Brano mostrato =>
***

1. Introduzione al punto di vista narrativo

Cominciamo con un piccolo sforzo d'immaginazione. È un gioco, uno scherzo innocente, ma stiamo pronti: per introdurre il concetto di punto di vista stiamo per dissacrare uno dei pilastri della letteratura italiana.
Torniamo quindi con la memoria alle scuole superiori: ora di letteratura italiana, apriamo il libro e leggiamo dall'inizio il capitolo I de I Promessi Sposi di Manzoni. Bene, questo è quello che ci troviamo davanti:
Tornando bel bello dalla passeggiata della sera, dicevo tranquillamente il mio uffizio e talvolta, tra un salmo e l'altro, chiudevo il breviario tenendovi dentro, per segno, l'indice della mano destra.
Cosa è successo? Non è certo il brano che ci saremmo aspettati! Eppure questa immagine l'abbiamo letta e commentata tutti nel nostro percorso di studio: è l'introduzione scritta da Manzoni al personaggio di Don Abbondio (e qui leggermente rivista). Nel testo "reale" la troviamo a pagina quattro, ma nel nostro gioco questo trafiletto è diventato l'unico incipit possibile per il romanzo.
Perché? Che fine abbiamo fatto fare a "Quel ramo del lago di Como" e dove sono le "due catene non interrotte di monti"? In sostanza, perché sono sparite per intero le prime tre pagine del testo? (E non pagine qualunque, ma una pietra miliare della letteratura e della lingua italiana!)

***

Richieste =>
[A] Ricopia dal brano sul punto di vista narrativo il passo da "1. Introduzione al" a "della letteratura italiana.".
[B] Traduci in inglese questa frase del brano sul punto di vista narrativo: "È un gioco, uno scherzo innocente, ma stiamo pronti: per introdurre il concetto di punto di vista stiamo per dissacrare uno dei pilastri della letteratura italiana."
[C] Prosegui il brano sul punto di vista narrativo a partire dal punto in cui termina.
Le righe che seguono sono materiale separato dal brano.

Dati mostrati =>
***

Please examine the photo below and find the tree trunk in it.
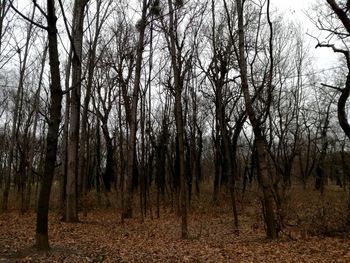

***

Risposte scritte =>
[A]
1. Introduzione al punto di vista narrativo

Cominciamo con un piccolo sforzo d'immaginazione. È un gioco, uno scherzo innocente, ma stiamo pronti: per introdurre il concetto di punto di vista stiamo per dissacrare uno dei pilastri della letteratura italiana.

[B] It's a game, an innocent joke, but let's be ready: to introduce the concept of point of view, we are about to desecrate one of the pillars of Italian literature.

[C]
Non solo: quanto abbiamo dovuto cambiare per giustificare uno sconvolgimento di tale portata? La risposta è semplice e sconvolgente: abbiamo infatti variato un unico parametro del romanzo. Un solo fattore, che è una delle armi più potenti in mano a uno scrittore che la impugni con consapevolezza (ma, come tutte le armi, è pericolosissima se utilizzata solo seguendo l'istinto): abbiamo cambiato il punto di vista narrativo del romanzo.
Quelle quattro righe, insomma, sarebbero diventate l'incipit più celebre (e famigerato, per gli studenti!) della nostra storia se soltanto Manzoni avesse scelto di narrare I Promessi sposi da un punto di vista legato a un personaggio, in questo caso Don Abbondio, anziché optare per la famigerata focalizzazione zero con narratore eterodiegetico e onnisciente. Il concetto, in fondo, è semplice: Don Abbondio se ne sta bel bello a passeggiare in paese e mentre cammina si preoccupa solo dei suoi salmi e della carta che gli preme sul pollice, fregandosene dell'esistenza del lago, del ponte che attraversa l'Adda, delle montagne e dei soprusi perpetrati dagli spagnoli a Lecco nel 1600… quindi narrando in prima persona dal suo punto di vista non avrebbe più alcun senso descrivere quel lago, quei monti o quel ponte, e perderebbero di ogni significato (diventando anzi errori, come vedremo più avanti) i vari excursus storici sparsi per il testo! Variando punto di vista (che d'ora in avanti abbrevieremo in: "PdV") abbiamo, insomma, completamente stravolto l'inquadratura del romanzo, e non soltanto per quanto riguarda l'incipit, ma per tutto il modo di presentare al lettore la nostra storia. Pur mantenendo lo stesso stile narrativo, (idem per il linguaggio utilizzato e per la costruzione delle frasi, come anche per la trama, per i personaggi e per l'intreccio) a noi lettori i due romanzi non sembrerebbero neppure lontani parenti.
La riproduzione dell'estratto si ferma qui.